Todavía los ancianos del año 2004 pueden mirarse a sí mismos y sentirse satisfechos de haberlo superado: de haber sobrevivido a la posguerra, de no haber perecido en los inviernos del hambre de la década de 1940 o de no haber saltado por los aires al pisar alguna mina o granada de las que quedaron enterradas por doquier. Todos ellos tienen un hermano o una hermana, un compañero del colegio, un amigo, que no lo logró; alguien que es como su otro yo desdoblado, que está muerto. Quizás esto no sirva de consuelo eterno, pero es eficaz, y adapta al mundo moderno el refrán de los indios navajo: "Yo ya lo conseguí entonces; ahora volveré a conseguirlo". Los investigadores de la memoria denominan a esto "recuerdos instrumentales". Nosotros formamos una generación que tiene que aprender algo que ninguno de ellos tuvo que aprender: a no concebir la vejez en sí como un triunfo de la supervivencia, como distinción, como privilegio frente a todos los muertos que hemos dejado por el camino. Pero las generaciones venideras tal vez vean en nuestros actos y omisiones algo de lo que todavía hoy no somos conscientes. Lo cierto es que, potencialmente, no ha habido ninguna generación más amenazada que aquella que aprendió a pensar, a contar y a escribir después de Hiroshima.

Desde Orwell hasta Huxley, desde el Club de Roma y los límites del crecimiento, los envenenamientos globales y los desastres previstos; nosotros, que hemos vivido bajo la permanente amenaza del fin del mundo, somos una de las generaciones más longevas de todos los tiempos. Resulta curioso que precisamente aquellos que temían morir en cualquier momento, no quieran retirarse. Las grandes catástrofes que imaginaban eran producto de sus mentes. Ahora podemos reírnos de todo; nuestros hijos y los hijos de nuestros hijos seguro que lo harán. Pero en realidad, la gran amenaza apocalíptica no ha provocado el gran apocalipsis. Nosotros, al contrario que las generaciones anteriores, no hemos hecho todo lo que podríamos haber hecho. La fantasía y la razón de esta generación fueron suficientes hasta ahora para no llegar a los extremos: una moderación que no podía darse por supuesta en absoluto en vista de la lección de la primera mitad del siglo XX.

☆ ☆ ☆ ☆

## Tarea planteada A
Según el texto mostrado, ¿qué generación ha sido potencialmente la más amenazada?

## Elementos listados en un conjunto de datos
☆ ☆ ☆ ☆

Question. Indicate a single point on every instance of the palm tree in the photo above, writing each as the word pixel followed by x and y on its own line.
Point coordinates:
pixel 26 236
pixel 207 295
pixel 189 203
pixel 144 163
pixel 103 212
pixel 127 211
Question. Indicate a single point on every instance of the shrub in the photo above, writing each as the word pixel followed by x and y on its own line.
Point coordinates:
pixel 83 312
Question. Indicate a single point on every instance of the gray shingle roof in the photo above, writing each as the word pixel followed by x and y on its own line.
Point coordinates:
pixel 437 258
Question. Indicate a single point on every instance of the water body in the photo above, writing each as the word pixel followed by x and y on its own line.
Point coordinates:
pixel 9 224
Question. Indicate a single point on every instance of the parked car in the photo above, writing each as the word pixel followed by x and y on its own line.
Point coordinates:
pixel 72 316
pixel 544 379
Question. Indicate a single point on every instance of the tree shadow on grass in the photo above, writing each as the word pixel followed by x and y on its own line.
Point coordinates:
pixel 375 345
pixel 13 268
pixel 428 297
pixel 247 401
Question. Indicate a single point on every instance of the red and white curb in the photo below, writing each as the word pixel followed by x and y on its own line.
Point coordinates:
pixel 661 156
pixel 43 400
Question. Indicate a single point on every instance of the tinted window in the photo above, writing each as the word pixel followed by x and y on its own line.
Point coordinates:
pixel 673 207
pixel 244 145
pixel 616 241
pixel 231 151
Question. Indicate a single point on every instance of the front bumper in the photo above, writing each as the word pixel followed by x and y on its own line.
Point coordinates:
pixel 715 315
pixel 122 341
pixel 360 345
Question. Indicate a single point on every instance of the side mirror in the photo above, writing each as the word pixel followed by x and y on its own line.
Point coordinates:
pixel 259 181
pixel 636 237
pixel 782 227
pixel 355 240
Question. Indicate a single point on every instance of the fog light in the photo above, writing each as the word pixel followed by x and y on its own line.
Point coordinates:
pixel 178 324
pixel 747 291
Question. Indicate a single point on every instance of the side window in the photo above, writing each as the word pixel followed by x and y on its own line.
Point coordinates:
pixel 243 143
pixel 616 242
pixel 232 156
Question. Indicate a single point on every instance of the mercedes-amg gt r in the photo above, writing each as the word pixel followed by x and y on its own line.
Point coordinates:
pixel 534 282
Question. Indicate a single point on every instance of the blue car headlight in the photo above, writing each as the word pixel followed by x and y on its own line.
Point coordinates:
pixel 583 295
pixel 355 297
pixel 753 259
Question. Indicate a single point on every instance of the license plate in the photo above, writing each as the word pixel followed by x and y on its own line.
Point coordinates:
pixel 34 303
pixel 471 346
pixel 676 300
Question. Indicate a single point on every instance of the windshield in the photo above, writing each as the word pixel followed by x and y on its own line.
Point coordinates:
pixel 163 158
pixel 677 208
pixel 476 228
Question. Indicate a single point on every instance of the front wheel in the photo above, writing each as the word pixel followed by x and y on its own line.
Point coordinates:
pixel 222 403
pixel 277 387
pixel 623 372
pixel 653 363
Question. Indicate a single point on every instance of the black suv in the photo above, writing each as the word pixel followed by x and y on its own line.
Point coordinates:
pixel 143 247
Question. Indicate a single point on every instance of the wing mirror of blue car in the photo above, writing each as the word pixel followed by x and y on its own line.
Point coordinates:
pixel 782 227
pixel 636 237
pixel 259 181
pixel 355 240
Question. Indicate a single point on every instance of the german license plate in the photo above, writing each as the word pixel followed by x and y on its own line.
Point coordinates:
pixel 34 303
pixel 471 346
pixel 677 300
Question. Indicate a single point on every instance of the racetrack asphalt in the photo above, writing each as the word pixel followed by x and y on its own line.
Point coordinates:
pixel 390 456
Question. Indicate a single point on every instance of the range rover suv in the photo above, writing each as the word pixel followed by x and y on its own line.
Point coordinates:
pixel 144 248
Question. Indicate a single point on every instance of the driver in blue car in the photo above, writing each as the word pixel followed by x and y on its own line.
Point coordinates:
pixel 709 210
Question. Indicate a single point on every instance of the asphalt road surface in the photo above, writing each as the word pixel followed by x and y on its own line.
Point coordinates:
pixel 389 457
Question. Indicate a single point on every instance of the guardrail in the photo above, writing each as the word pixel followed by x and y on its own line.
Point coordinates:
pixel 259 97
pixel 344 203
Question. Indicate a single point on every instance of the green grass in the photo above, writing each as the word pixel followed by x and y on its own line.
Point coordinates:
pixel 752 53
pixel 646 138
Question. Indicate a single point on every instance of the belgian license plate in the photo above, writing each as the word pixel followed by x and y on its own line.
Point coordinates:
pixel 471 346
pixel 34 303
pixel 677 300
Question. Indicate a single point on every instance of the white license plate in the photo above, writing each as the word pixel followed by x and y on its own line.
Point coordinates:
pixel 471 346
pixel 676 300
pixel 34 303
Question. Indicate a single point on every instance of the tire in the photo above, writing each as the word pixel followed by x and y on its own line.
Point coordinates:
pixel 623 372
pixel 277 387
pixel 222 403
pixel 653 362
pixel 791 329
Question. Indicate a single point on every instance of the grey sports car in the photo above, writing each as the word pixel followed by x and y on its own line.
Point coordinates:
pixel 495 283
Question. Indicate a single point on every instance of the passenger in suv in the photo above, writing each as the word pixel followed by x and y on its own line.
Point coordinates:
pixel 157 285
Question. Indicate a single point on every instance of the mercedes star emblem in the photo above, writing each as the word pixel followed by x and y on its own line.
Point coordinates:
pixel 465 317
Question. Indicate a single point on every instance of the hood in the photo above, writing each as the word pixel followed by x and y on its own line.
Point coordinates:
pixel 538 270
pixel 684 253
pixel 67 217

☆ ☆ ☆ ☆

## Tarea planteada B
Vuelve a escribir sin ningún cambio las líneas del listado, desde la primera hasta la que contiene "pixel 83 312", incluida esta última.

## Resultado correcto A
La que aprendió a pensar, a contar y a escribir después de Hiroshima.

## Resultado correcto B
Question. Indicate a single point on every instance of the palm tree in the photo above, writing each as the word pixel followed by x and y on its own line.
Point coordinates:
pixel 26 236
pixel 207 295
pixel 189 203
pixel 144 163
pixel 103 212
pixel 127 211
Question. Indicate a single point on every instance of the shrub in the photo above, writing each as the word pixel followed by x and y on its own line.
Point coordinates:
pixel 83 312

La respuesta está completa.